Retype each of the following lines word for word.

─── Record set

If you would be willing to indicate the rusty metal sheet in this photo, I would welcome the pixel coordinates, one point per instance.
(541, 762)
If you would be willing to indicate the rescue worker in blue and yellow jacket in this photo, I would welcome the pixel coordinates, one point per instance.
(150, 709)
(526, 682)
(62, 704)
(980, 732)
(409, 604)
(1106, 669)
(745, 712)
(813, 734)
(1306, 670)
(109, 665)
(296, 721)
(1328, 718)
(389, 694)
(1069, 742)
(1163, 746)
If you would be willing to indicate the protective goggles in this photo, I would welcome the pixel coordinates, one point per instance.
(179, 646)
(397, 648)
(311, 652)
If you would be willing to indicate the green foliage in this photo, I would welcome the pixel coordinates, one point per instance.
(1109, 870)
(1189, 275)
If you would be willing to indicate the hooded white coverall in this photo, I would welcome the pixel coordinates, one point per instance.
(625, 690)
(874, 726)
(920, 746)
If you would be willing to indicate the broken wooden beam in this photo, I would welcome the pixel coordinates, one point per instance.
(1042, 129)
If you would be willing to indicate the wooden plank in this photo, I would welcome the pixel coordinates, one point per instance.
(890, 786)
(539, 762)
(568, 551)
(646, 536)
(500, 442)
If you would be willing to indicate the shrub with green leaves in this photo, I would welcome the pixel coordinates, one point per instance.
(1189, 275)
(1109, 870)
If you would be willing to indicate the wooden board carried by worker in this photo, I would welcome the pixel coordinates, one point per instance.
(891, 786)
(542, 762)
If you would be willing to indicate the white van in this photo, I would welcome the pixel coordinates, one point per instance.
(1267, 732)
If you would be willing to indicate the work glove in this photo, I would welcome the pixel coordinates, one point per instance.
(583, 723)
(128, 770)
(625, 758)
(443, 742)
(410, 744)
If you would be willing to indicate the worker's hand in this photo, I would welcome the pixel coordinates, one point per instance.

──────

> Answer for this exercise
If you would be willing to indicate the rusty metal sheet in this photo, I would welcome the pixel coordinates, one point per instance.
(541, 762)
If you would be willing to indicate the rescue worker in blue and yellow jacket in this photo, I would welcome the pixel coordinates, one point per instance.
(150, 709)
(526, 682)
(62, 704)
(980, 732)
(409, 604)
(1106, 669)
(745, 712)
(813, 734)
(1306, 670)
(109, 665)
(296, 721)
(1328, 718)
(389, 694)
(1069, 742)
(1163, 746)
If you would be willing to indicate the protective goggles in this photo, I would welcome the pixel coordinates, one point per instance.
(179, 646)
(397, 648)
(311, 652)
If you would be willing to indicate the green foliage in this photo, I would welcome the pixel coordinates, one point per instance.
(1109, 870)
(1189, 275)
If you would be willing to indicate the hooded white coverall in this photo, I would welcome the pixel coordinates, one point per instance.
(625, 690)
(874, 726)
(920, 746)
If you would be willing to indicate the broken wooden beam in this photo, I would welcome the pixel coordinates, one point per instance.
(1042, 129)
If you would be willing to indicate the wooden plank in this photo, I would welcome the pixel coordinates, one point per instance.
(890, 786)
(539, 762)
(568, 551)
(646, 536)
(500, 442)
If you would be willing to indicate the shrub with green leaves in this photo, I would welcome the pixel coordinates, one point per instance.
(1189, 275)
(1109, 870)
If you would be willing to indicate the wooden board carried by worker in this photo, I would welcome the pixel coordinates, one point per instance.
(891, 786)
(542, 762)
If you would be willing to indicate the white van in this photo, I would welcome the pixel coordinates, one point per instance.
(1267, 732)
If you would be willing to indicate the work glove in this photo, I would welcome the pixel coordinates, one point per instance.
(583, 723)
(128, 770)
(625, 758)
(443, 742)
(410, 744)
If you would be willing to indicate the worker's hand in this photo, I would welcome the pixel coordinates, one point per instance.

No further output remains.